#### INSTRUCTIONS TO FOLLOW
Please copy out the material below without any change, from the line with "Can you find the bald" to the line with "x=144, y=186", both of those lines included.

======== EXERCISE DATA ========

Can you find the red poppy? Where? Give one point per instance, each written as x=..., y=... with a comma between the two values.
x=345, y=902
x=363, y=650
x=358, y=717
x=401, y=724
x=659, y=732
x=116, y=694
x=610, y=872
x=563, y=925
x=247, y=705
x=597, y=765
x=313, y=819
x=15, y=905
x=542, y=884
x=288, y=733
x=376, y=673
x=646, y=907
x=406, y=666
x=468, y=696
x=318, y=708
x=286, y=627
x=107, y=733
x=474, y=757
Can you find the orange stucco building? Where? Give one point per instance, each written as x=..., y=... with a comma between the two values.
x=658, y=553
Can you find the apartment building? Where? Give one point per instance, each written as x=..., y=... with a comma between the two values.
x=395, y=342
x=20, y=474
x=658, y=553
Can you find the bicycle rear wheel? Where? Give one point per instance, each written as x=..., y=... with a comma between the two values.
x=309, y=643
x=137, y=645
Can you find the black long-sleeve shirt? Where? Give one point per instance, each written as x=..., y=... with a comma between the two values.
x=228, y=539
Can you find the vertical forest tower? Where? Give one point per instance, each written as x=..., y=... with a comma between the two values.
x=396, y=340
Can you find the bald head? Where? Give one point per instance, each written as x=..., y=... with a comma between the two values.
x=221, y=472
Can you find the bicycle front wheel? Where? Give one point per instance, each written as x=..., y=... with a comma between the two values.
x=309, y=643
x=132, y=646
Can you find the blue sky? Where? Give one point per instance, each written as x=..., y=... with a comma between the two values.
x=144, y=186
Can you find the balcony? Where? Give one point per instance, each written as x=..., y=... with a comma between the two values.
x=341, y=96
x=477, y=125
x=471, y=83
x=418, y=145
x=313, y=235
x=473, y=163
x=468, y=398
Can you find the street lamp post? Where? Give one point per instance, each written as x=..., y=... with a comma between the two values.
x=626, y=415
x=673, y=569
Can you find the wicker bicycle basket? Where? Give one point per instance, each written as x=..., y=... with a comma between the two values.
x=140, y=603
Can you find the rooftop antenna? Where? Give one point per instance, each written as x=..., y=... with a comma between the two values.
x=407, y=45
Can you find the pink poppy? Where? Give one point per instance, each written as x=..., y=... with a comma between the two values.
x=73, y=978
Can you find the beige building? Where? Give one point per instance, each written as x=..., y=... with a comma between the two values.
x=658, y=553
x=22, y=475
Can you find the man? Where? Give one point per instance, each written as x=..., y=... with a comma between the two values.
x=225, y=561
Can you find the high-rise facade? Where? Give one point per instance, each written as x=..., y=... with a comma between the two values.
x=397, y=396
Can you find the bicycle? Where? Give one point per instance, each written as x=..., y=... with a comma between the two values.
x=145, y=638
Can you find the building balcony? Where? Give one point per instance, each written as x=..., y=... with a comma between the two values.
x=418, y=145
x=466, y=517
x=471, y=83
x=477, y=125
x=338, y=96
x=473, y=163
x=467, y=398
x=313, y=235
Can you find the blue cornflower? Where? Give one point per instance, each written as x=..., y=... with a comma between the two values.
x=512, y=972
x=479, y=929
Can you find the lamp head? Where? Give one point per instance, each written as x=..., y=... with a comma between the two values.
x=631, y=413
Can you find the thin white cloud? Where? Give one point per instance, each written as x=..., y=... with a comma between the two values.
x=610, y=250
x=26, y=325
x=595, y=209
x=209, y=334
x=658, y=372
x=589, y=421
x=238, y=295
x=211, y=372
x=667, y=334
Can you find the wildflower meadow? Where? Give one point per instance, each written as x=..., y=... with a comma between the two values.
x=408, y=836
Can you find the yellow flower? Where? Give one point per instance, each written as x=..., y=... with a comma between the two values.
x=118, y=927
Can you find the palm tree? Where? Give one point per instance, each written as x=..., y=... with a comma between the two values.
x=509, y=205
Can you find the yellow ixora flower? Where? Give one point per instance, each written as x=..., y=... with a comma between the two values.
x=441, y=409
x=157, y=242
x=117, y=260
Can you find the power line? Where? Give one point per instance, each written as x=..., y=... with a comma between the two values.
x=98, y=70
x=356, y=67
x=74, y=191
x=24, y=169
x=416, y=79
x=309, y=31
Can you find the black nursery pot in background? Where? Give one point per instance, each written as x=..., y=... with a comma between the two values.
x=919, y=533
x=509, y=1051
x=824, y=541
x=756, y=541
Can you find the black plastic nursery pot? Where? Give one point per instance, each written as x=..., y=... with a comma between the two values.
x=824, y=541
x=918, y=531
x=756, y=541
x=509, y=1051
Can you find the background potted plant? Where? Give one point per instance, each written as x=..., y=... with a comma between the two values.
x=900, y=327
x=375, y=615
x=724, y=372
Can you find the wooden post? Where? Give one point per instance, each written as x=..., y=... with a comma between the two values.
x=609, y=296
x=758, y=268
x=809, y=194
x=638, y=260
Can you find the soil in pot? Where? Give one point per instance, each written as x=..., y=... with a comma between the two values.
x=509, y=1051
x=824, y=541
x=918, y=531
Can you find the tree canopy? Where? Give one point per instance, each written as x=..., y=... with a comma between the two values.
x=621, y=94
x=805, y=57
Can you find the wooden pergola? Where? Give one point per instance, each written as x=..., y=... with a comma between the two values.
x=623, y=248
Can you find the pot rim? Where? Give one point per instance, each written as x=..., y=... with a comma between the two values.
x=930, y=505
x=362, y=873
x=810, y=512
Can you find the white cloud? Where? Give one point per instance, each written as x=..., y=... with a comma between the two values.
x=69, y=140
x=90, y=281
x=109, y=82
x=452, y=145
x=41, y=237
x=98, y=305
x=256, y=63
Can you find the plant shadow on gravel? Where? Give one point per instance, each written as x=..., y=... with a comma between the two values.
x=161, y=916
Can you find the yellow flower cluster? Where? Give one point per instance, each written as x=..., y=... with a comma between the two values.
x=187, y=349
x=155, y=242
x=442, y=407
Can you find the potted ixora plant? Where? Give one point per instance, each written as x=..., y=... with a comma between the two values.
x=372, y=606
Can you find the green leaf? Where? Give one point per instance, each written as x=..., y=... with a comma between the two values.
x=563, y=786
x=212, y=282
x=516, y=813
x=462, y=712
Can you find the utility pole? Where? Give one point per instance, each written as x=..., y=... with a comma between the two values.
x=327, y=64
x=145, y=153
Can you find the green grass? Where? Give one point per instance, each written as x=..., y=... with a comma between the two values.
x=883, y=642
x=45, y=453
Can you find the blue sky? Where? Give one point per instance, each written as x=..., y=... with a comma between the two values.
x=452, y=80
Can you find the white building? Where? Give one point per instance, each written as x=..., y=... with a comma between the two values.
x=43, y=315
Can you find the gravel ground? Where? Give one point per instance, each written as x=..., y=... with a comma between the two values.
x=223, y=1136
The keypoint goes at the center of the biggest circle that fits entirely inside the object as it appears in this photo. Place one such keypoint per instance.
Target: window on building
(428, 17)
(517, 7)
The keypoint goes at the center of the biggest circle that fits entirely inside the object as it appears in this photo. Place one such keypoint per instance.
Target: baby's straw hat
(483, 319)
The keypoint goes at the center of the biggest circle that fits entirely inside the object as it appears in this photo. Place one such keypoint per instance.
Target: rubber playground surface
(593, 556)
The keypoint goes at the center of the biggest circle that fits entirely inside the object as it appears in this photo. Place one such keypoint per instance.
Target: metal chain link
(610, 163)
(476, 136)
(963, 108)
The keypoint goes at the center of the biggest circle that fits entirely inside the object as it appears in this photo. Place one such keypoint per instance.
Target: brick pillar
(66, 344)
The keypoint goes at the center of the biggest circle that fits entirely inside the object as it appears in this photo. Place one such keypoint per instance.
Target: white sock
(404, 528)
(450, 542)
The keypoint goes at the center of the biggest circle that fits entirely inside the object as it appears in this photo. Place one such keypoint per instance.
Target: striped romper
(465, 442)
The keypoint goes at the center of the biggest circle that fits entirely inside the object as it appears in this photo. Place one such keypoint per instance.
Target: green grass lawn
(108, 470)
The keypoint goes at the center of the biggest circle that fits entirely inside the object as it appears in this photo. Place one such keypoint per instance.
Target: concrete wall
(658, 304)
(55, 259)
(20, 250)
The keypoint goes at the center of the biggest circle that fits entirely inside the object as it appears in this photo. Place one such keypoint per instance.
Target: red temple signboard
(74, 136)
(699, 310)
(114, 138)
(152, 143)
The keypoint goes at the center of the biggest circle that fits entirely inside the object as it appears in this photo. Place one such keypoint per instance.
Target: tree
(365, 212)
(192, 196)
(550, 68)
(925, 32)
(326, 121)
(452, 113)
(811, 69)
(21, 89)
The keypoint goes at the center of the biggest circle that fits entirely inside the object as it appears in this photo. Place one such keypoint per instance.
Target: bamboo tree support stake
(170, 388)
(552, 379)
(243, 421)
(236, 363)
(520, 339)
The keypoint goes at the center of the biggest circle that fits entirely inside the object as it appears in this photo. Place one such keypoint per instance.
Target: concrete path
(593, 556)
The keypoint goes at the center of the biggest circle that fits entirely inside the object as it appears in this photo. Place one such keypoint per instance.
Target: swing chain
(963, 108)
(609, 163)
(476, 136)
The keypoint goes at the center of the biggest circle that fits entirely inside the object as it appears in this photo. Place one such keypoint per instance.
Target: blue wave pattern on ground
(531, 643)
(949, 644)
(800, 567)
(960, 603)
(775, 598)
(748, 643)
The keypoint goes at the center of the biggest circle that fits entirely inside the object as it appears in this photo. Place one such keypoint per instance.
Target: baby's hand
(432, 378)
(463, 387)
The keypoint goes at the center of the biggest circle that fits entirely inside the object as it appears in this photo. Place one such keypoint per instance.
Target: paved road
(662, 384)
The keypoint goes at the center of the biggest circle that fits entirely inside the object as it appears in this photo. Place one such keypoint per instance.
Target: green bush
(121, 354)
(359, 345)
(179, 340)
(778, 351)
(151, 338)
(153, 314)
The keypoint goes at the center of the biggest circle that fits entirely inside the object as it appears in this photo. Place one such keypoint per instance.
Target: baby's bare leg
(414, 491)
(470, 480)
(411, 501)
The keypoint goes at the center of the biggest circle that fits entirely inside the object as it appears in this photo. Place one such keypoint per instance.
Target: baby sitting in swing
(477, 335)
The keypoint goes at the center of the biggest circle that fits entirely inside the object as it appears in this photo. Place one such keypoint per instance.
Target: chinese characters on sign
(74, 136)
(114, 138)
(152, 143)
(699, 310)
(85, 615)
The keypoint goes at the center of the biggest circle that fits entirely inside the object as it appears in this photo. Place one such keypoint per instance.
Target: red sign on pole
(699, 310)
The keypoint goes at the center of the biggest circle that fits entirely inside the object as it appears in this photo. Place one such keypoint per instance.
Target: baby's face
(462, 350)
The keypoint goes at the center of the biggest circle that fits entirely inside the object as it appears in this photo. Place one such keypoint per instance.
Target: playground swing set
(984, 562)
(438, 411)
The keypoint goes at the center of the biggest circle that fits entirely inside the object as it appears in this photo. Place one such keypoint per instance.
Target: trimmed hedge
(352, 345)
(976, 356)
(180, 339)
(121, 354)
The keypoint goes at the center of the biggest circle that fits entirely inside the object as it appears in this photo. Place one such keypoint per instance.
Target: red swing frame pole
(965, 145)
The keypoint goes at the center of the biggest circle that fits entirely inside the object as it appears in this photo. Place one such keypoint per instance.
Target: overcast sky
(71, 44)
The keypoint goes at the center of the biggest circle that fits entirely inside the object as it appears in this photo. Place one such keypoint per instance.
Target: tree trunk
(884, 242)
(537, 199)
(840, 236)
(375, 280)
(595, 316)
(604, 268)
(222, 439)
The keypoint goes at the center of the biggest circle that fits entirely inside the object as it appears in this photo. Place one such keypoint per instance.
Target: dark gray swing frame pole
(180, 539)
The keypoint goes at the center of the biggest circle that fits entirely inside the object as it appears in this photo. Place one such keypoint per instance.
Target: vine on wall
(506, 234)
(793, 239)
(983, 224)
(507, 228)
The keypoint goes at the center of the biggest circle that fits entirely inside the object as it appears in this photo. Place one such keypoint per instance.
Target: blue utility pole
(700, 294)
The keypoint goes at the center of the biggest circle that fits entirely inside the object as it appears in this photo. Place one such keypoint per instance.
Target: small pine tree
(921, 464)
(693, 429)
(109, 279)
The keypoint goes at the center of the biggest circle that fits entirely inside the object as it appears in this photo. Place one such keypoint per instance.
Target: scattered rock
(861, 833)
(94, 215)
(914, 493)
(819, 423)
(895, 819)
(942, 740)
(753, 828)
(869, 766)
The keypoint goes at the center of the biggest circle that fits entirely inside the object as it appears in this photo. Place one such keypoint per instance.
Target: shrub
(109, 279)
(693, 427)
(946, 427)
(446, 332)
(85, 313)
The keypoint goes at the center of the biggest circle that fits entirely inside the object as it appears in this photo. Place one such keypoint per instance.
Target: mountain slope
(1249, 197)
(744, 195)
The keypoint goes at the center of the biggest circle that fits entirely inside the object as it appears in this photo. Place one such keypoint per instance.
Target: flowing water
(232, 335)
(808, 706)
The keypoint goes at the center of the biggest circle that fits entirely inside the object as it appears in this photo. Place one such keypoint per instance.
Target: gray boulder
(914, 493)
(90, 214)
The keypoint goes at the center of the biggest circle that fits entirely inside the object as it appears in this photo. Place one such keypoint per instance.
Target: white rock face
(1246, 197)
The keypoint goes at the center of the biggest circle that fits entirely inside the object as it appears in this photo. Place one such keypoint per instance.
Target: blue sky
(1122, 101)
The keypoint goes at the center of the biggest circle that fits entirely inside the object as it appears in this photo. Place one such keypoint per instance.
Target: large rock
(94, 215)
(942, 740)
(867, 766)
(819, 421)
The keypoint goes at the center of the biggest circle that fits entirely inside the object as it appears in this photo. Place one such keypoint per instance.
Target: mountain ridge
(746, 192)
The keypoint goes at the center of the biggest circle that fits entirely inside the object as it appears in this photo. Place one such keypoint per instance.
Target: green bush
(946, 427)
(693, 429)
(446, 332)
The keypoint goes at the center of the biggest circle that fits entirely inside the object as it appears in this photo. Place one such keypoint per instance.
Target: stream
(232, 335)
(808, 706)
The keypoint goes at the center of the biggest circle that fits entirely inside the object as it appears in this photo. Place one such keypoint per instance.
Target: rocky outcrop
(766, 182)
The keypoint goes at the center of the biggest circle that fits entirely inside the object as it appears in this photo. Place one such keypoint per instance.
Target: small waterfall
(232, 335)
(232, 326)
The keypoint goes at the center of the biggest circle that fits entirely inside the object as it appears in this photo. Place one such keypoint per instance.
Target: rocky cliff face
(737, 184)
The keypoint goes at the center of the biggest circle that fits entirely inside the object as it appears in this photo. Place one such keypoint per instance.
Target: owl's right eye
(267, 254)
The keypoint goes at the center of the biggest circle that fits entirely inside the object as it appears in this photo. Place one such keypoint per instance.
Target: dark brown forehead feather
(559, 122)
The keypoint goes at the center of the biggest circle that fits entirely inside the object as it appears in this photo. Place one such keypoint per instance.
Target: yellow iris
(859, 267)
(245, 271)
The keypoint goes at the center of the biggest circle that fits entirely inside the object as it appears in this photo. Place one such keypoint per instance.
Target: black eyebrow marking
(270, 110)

========

#### ANSWER TO THE PROBLEM
Can you find the bald head? Where? Give one point per instance, each written as x=..., y=... with a comma between the two values.
x=221, y=472
Can you find the bicycle front wheel? Where? Give one point per instance, each written as x=..., y=... with a comma between the two values.
x=309, y=643
x=132, y=646
Can you find the blue sky? Where? Give one point per instance, each written as x=..., y=... with a comma between the two values.
x=144, y=186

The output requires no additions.